[Dataset items]
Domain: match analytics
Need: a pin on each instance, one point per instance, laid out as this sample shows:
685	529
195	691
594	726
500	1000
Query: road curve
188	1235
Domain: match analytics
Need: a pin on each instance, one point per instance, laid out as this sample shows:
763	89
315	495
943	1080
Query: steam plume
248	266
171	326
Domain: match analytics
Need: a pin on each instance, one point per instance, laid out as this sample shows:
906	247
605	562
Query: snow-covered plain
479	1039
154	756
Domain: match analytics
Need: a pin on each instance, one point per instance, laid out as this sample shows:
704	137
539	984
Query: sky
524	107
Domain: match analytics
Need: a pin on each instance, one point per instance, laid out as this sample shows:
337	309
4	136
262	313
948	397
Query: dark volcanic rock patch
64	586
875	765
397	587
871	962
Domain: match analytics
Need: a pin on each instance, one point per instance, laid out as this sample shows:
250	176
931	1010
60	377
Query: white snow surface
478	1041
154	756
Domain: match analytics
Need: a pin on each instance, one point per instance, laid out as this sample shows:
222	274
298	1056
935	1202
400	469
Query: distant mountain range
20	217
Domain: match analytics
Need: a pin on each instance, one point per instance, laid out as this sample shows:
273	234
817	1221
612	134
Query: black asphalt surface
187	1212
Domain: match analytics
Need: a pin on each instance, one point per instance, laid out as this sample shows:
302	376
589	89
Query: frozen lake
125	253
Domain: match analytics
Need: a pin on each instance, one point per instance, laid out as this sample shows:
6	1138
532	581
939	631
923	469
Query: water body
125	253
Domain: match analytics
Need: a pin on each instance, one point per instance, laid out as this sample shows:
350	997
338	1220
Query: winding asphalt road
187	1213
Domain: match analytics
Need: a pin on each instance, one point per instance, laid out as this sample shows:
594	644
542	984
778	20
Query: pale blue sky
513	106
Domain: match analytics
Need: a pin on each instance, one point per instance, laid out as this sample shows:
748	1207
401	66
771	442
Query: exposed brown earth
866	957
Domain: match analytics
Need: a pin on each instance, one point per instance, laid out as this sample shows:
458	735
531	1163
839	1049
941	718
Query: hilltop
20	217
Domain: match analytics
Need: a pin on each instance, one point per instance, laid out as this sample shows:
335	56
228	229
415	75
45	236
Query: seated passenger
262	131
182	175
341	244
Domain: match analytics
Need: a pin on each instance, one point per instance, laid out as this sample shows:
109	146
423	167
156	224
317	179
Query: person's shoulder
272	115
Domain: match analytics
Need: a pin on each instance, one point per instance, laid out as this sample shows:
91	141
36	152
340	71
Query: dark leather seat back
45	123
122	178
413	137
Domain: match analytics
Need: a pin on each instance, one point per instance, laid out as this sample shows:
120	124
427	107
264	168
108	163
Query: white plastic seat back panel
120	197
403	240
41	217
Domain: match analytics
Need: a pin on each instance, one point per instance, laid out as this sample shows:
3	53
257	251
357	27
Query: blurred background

AIM OF THE EXERCISE: Without changing a word, write out each entry again.

RESPONSE:
Domain: match analytics
Need: a pin on each instance, one point per instance, laid out as this sample shows:
685	529
195	691
594	726
500	1000
Query: road curve
188	1235
Domain: match analytics
Need: a pin on each instance, one point per instance, laid out as this sample shows:
763	89
315	495
943	1080
Query: steam plume
248	266
171	326
Domain: match analytics
Need: a pin on each instance, one point per instance, laid out as this sample shows:
906	247
605	562
Query: snow-covered plain
479	1039
154	756
Domain: match analytics
Need: a pin on each instance, one point per instance, laid out as this sample shows:
704	137
539	984
Query: sky
524	107
Domain: match analytics
Need: a pin on each instance, one point per instance, laid out as this sample shows:
337	309
4	136
262	313
948	397
Query: dark volcanic rock patch
64	586
875	765
397	587
871	962
Domain: match analytics
Need: a pin on each instance, one point per instance, laid out as this sample shows:
250	176
931	1010
60	377
Query: white snow surface
478	1041
154	756
Domain: match analytics
Need: a pin on each instance, one point per instance, laid out as this sample shows:
222	274
298	1056
935	1202
400	469
Query: distant mountain range
20	217
Domain: match analytics
Need: a pin on each instance, one point per instance, laid out as this sample shows:
273	234
817	1221
612	134
Query: black asphalt surface
187	1212
Domain: match analytics
Need: a pin on each instance, one point per instance, laid out as this sample shows:
302	376
589	89
Query: frozen lake
125	253
Domain: match analytics
Need: a pin on each instance, one point per instance, laid out as this sample shows:
6	1138
532	581
939	631
923	469
Query: water body
125	253
Domain: match analytics
Need: a pin on each instance, one point per instance, laid out as this sample shows:
350	997
338	1220
Query: winding asphalt road
187	1213
Domain: match analytics
Need: a pin on each instance, one point per instance, laid out as this sample shows:
594	644
542	984
778	20
Query: pale blue sky
513	106
Domain: match analytics
Need: a pin on each instance, one point per instance, laid out as this sample shows:
748	1207
401	66
771	442
Query: exposed brown earth
866	957
Domain: match analytics
Need: a pin on each instance, one point per instance, laid out as this sample shows:
458	735
531	1163
839	1049
941	718
Query: hilltop
20	217
Domain: match analytics
Need: a pin on each instance, one point per instance, laid out as this sample shows:
335	56
228	229
415	75
45	236
Query: seated passenger
262	131
182	175
341	244
Domain: match analytics
Need: a pin on each instance, one point per instance, laid out as this sample shows:
109	146
423	167
156	224
317	179
Query: person's shoulder
272	115
Domain: match analytics
Need: a pin on each instance, one point per instance, laid out as this sample shows:
91	141
36	152
340	71
Query: dark leather seat back
45	123
122	178
413	137
Domain: match analytics
Need: a pin on each instance, one point per instance, laid out as this sample shows:
120	124
427	107
264	168
108	163
Query: white plastic seat back panel
120	197
403	240
41	217
Domain: match analytics
Need: a pin on each instance, one point per instance, laid out as this sample shows:
3	53
257	251
357	27
Query: blurred background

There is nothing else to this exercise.